I have several times in different forums expressed sadness that ‘our’ (which varies somewhat in its content depending on my context when making the claim, but usually implies NZ Baptists or more widely Evangelicals in NZ) theology of sex and marriage does not cohere well with our pastoral practice. In this post I am focusing on one such area, contraception.
At the end of the last century Al Mohler, writing in a reevaluation of the encyclical Humanae Vitae three decades after its publication, made this point in typically forceful style:
Most evangelical Protestants greeted the advent of modern birth control technologies with applause and relief. Lacking any substantial theology of marriage, sex, or the family, evangelicals welcomed the development of “The Pill” much as the world celebrated the discovery of penicillin-as one more milestone in the inevitable march of human progress and the conquest of nature.
R. Albert Mohler untitled in “Contraception: a symposium” First Things, 1998
Has this changed substantially in the first two decades of the 21st C?

▶ [REQUIREMENT A] Echo the post on contraception from "At the end of" up to and including "the 21st C?".
▶ [REQUIREMENT B] According to the post on contraception, in which publication did Mohler's piece appear?
▶ [REQUIREMENT C] Finish out the next part of the post on contraception, picking up after its last sentence.
The records have no connection to the post on contraception.

[Collected data entries]
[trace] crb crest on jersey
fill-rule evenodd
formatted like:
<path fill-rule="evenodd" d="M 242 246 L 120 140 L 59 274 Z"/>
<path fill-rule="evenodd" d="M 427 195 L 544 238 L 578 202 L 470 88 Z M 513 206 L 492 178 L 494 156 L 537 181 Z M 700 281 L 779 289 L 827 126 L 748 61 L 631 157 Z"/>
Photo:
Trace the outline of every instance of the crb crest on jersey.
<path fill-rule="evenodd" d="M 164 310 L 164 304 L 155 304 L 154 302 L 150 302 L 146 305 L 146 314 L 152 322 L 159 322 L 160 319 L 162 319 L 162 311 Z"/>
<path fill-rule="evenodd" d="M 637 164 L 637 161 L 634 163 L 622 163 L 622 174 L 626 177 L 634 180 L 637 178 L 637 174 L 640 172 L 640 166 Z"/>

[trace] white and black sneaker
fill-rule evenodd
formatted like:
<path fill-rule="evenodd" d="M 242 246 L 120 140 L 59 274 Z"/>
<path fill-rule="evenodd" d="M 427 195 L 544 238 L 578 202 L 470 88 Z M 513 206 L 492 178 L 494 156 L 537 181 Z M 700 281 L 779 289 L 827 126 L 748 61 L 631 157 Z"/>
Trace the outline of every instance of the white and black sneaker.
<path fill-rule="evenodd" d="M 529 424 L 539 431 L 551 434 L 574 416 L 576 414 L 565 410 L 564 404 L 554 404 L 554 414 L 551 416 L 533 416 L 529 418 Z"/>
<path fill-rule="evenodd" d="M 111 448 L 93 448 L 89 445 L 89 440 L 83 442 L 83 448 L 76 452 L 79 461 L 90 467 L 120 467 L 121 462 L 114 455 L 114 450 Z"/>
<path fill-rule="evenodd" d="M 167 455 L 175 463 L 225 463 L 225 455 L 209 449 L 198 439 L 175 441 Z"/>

▶ [REPLY A]
At the end of the last century Al Mohler, writing in a reevaluation of the encyclical Humanae Vitae three decades after its publication, made this point in typically forceful style:
Most evangelical Protestants greeted the advent of modern birth control technologies with applause and relief. Lacking any substantial theology of marriage, sex, or the family, evangelicals welcomed the development of “The Pill” much as the world celebrated the discovery of penicillin-as one more milestone in the inevitable march of human progress and the conquest of nature.
R. Albert Mohler untitled in “Contraception: a symposium” First Things, 1998
Has this changed substantially in the first two decades of the 21st C?

▶ [REPLY B] It appeared in First Things in 1998, in "Contraception: a symposium."

▶ [REPLY C]
I am not aware of any readily available teaching by/for NZ Baptists that suggests limits on their use of contraceptive technologies. Mohler’s article made a strong distinction between contraceptive technologies that could have abortifacient effects and those which did not. I am sure that (insofar as they are aware of this issue) most NZ Baptists would share Mohler’s concern. Looking around at the number of children in the families in churches I visit it seems clear that (as is apparently true according to census data) family sizes are often higher than the current societal norm (with three and even four children being not uncommon) however families with more than five children are almost as rare in church as outside.1
Thus the pastoral practice seems to be that contraception as a means of ‘family planning’ is quite acceptable in our churches, and that the only firm restrictions on the methods used are those put in place by the medical establishment.
Christian theological understandings of marriage have (at least since Augustine) presented the conception, birthing, and raising of children as (at the very least, one of) the ‘goods’ (in the sense of the good things that are inherent in the institution) of marriage. For Augustine it was indeed the first good.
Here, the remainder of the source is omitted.